-------- Supplied data

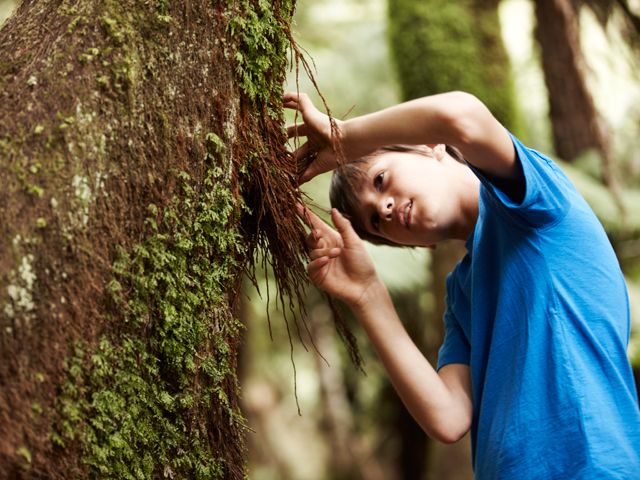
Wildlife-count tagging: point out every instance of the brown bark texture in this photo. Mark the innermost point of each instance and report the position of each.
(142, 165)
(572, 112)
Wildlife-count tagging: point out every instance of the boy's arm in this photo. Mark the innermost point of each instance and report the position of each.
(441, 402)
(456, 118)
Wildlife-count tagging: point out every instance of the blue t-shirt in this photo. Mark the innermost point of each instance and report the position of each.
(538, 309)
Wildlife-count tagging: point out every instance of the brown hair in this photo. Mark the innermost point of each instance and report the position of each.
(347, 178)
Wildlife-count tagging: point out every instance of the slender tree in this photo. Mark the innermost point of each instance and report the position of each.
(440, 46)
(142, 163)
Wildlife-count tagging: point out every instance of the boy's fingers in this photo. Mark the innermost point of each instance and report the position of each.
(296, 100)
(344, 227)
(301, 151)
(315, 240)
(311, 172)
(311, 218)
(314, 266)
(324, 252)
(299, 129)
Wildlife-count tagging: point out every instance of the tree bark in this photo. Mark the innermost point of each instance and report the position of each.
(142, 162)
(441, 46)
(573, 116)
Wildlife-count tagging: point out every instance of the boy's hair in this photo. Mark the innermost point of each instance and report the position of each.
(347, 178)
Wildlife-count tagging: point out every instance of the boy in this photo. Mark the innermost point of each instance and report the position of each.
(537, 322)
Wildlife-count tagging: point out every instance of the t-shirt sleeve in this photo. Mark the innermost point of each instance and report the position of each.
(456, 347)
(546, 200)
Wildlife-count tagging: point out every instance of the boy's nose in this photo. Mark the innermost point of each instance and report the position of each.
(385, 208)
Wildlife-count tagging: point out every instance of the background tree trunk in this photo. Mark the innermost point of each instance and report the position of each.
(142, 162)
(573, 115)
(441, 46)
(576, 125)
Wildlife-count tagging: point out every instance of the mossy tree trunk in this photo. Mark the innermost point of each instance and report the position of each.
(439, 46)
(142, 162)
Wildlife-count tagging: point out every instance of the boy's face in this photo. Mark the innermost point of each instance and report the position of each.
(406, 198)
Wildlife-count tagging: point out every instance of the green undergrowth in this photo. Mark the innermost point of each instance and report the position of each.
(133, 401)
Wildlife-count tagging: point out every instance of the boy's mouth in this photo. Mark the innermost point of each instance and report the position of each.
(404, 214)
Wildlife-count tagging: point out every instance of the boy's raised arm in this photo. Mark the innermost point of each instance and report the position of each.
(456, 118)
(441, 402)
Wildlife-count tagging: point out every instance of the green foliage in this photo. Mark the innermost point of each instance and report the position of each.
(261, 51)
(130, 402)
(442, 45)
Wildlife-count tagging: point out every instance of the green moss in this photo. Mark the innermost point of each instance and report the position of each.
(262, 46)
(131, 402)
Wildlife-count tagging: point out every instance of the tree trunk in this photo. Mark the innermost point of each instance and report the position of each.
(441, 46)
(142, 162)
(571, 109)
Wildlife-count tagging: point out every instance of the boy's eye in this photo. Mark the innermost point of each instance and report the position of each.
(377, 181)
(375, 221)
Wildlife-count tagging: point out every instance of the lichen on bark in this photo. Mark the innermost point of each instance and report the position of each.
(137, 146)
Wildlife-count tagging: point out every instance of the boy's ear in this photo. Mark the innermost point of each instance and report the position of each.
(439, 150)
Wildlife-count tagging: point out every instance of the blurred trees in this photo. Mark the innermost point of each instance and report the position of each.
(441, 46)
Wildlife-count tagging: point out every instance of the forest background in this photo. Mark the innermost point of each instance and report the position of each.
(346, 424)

----------------

Task instructions: Could you pull out every row above and reproduce it word for word, leaving the pictures out of your answer?

Answer to this problem:
Wildlife-count tagging: point out every instance of the brown bark texture in this photo. Mark the innermost point of each instance and report the position of each.
(142, 165)
(572, 112)
Wildlife-count tagging: point out every instance of the boy's arm in this photo. Mark the innermost point of each instance and report the position of each.
(441, 402)
(456, 118)
Wildlife-count tagging: point out every instance of the blue t-shirt in this photo. Mark the innermost point of each instance and report the position of each.
(538, 309)
Wildlife-count tagging: point out every instance of the brown hair in this photo. Mark the innermost point of each instance and report the position of each.
(347, 178)
Wildlife-count tagging: point out every instance of the slender tree in this photo. Mark the innermost point of each instance and report the position of each.
(440, 46)
(142, 163)
Wildlife-count tagging: point out every instance of the boy's fingers in this photo. Mark the innermost point of each instance and report the position of each.
(296, 100)
(344, 227)
(301, 151)
(315, 240)
(311, 172)
(311, 218)
(314, 266)
(324, 252)
(299, 129)
Wildlife-count tagging: point out every instance of the tree bark in this photo. Mark the innermost point of each instance and report the position of each.
(142, 162)
(441, 46)
(573, 116)
Wildlife-count tagging: point out every instance of the boy's hair in this photo. Mark the innermost point of each instance and report the position of each.
(347, 178)
Wildlife-count tagging: point out every instance of the boy in this photo. Mark the innermost point of each instance and report the position of each.
(537, 322)
Wildlife-count tagging: point out every instance of the t-shirt sleeve in this photo. Mark the innermost point of each instance and report the position of each.
(456, 347)
(546, 200)
Wildlife-count tagging: point out every instance of the boy's nose in this photo. Mark the innermost point of each instance and report the position of each.
(385, 208)
Wildlife-count tagging: point out every instance of the background tree trunk in this photo. Mark the innermost point of each instance and report the position of each.
(142, 162)
(573, 115)
(441, 46)
(576, 125)
Wildlife-count tagging: point out every instance of the mossy tree trunk in this photo. Mark the innermost point of each instance and report the position of each.
(439, 46)
(142, 162)
Wildlife-count tagging: point out every instance of the boy's face in this photo. Mark the innermost point of each instance and report the position of each.
(406, 198)
Wildlife-count tagging: point out every instance of the green undergrowth in this photo. Mark the innermost point of each instance and report the position of each.
(133, 401)
Wildlife-count tagging: point out every instance of the boy's mouth in this photo. Mark the innermost point of each instance and report the position of each.
(404, 214)
Wildlife-count tagging: point out every instance of the boy's raised arm in this photo. Mark the innermost point of each instance and report the position of each.
(456, 118)
(441, 402)
Wildlife-count tagging: point out every instance of the green foliage in this photo. Mark the innermost point of each instance and report the position of each.
(261, 51)
(130, 402)
(442, 45)
Wildlife-count tagging: point out every instance of the green moss in this photo. Mark the innermost point of each instance and report the position of each.
(262, 46)
(131, 402)
Wildlife-count tagging: point out every instance of the tree trunk in this photo. Mark the innermost point of each instance and report the position of each.
(441, 46)
(142, 162)
(571, 109)
Wildlife-count tagging: point out every instance of the boy's eye in this photo. Mark the innermost point of each instance and report the position of each.
(377, 181)
(375, 221)
Wildlife-count tagging: point out every instance of the lichen on bark in this photo. Mark the innermost point of each instance and report the position of each.
(137, 146)
Wildlife-count tagging: point out every instance of the boy's ear in this photo. Mark the innermost point of each instance and report the position of each.
(439, 150)
Wildlife-count tagging: point out every instance of the blurred trees in this photo. Mark the innermost point of each instance and report the position of each.
(441, 46)
Wildlife-count tagging: point out every instance of the forest background in this photo. Mark the innermost point of each instance and report the position of each.
(346, 424)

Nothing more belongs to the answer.